Reproduce exactly, and only, the lines below from the one containing "Mark one point on every instance of the cabinet" through the one containing "Mark one point on every instance of the dark wood upper".
─── SUPPLIED ENTRIES ───
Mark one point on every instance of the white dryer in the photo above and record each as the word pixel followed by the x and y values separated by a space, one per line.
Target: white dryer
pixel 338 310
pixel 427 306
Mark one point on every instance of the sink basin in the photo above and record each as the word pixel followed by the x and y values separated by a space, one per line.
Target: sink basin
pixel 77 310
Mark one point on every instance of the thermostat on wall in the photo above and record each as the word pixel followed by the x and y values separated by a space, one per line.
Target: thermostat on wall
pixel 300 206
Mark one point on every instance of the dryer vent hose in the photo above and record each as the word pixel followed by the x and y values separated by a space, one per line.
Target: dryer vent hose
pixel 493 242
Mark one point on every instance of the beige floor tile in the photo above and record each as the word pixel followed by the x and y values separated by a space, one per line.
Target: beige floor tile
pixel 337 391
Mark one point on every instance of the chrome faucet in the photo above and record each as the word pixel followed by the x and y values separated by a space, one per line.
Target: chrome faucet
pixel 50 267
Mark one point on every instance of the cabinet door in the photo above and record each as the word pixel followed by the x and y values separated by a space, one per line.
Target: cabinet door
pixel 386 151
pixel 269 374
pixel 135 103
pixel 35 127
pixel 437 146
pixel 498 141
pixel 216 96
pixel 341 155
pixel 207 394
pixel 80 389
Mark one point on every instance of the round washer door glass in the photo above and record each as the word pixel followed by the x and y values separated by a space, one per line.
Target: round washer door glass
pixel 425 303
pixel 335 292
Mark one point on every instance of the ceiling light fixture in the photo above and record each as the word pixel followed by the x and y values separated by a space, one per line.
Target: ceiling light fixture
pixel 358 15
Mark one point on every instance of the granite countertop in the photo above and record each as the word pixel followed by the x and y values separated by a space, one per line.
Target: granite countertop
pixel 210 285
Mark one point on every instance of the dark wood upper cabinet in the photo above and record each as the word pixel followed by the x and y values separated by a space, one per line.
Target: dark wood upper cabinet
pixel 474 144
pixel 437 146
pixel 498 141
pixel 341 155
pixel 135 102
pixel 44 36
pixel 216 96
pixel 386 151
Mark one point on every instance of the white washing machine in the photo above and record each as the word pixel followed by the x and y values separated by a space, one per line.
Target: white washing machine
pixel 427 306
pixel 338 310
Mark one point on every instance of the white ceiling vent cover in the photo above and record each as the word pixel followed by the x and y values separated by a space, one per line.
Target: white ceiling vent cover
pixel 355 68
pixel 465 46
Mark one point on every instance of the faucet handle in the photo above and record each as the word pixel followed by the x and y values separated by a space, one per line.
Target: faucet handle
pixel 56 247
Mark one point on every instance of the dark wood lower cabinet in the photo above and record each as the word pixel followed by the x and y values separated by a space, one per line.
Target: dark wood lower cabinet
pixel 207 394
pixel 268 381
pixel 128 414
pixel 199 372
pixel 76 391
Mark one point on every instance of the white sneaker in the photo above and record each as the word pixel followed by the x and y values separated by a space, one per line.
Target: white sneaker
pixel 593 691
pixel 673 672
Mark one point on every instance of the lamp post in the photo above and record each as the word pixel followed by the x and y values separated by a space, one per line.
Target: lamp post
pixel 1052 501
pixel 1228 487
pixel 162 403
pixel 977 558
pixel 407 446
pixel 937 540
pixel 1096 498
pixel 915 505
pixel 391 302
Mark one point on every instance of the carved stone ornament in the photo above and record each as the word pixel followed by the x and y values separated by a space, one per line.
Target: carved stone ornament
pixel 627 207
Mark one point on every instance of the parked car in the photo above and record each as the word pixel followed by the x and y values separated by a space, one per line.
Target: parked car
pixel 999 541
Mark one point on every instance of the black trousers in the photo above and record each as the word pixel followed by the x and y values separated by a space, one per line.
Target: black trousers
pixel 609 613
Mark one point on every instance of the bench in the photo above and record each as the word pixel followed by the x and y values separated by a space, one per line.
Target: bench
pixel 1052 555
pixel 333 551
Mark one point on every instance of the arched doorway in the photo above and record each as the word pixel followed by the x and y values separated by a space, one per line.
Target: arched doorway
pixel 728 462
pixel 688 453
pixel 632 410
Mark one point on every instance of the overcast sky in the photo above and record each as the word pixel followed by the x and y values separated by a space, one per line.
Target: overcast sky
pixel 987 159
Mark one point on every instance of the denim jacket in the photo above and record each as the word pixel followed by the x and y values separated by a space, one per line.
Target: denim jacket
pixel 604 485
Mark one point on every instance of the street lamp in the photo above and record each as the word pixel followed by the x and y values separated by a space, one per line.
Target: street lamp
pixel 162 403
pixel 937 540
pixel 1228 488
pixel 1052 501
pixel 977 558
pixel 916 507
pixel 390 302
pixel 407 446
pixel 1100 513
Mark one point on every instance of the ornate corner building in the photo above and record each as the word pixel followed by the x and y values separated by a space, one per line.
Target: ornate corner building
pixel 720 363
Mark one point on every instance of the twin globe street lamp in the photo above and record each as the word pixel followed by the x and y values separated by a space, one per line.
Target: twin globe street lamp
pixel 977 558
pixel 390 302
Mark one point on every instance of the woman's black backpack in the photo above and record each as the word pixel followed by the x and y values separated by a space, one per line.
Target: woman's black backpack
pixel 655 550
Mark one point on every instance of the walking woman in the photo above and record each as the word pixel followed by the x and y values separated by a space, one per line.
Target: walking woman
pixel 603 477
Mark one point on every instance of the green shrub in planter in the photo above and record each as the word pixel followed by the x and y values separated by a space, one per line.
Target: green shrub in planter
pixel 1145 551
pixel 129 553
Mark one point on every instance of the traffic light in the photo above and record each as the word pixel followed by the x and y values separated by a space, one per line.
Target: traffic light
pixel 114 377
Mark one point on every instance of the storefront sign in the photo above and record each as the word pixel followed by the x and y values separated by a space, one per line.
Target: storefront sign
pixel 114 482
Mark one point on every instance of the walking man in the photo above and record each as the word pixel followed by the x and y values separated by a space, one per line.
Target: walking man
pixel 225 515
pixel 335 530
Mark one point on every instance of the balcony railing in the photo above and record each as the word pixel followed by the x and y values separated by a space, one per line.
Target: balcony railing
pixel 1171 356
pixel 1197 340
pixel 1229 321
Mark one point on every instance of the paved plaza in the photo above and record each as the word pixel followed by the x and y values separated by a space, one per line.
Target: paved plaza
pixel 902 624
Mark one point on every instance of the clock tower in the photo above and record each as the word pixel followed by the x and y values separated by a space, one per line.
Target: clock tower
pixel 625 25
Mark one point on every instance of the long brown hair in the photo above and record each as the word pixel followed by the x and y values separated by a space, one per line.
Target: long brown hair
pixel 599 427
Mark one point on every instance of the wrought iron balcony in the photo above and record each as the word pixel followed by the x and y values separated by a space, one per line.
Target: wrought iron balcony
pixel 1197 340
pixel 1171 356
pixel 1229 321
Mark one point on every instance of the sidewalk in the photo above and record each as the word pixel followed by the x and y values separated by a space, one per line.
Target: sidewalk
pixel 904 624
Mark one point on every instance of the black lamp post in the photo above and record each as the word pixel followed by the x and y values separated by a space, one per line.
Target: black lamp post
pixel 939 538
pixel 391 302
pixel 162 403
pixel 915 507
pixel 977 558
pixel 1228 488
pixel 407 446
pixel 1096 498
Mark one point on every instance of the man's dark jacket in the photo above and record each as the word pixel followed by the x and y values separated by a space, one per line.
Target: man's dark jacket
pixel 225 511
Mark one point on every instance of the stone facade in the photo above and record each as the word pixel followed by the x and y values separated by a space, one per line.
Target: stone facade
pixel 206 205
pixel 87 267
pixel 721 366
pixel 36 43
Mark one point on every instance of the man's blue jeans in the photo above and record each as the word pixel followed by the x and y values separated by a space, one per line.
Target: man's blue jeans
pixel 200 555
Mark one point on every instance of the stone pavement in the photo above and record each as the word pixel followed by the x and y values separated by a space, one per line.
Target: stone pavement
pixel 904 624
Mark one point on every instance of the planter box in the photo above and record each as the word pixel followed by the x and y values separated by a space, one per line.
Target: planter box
───
ANSWER SECTION:
Mark one point on every instance of the cabinet door in the photo above and record each as the word pixel followed by the x and y values separated by a space, one per line.
Target: cabinet door
pixel 386 151
pixel 269 374
pixel 135 103
pixel 35 127
pixel 437 146
pixel 498 141
pixel 216 96
pixel 341 155
pixel 207 394
pixel 80 389
Mark one point on every instance of the round washer door glass in the photo above and record each as the word pixel followed by the x and y values separated by a space, one per line.
Target: round washer door glass
pixel 425 303
pixel 335 292
Mark one point on every instance of the ceiling light fixture in the photo above and record each as the word pixel followed by the x and y values separated by a space, one per line.
Target: ceiling light fixture
pixel 358 15
Mark one point on every instance of the granite countertop in the photo above and record each as the word pixel followed by the x and y values separated by a space, one per line.
Target: granite countertop
pixel 210 285
Mark one point on every instance of the dark wood upper cabinet in the photo above and record each as the word pixel followed by the x and y values separated by a space, one per line.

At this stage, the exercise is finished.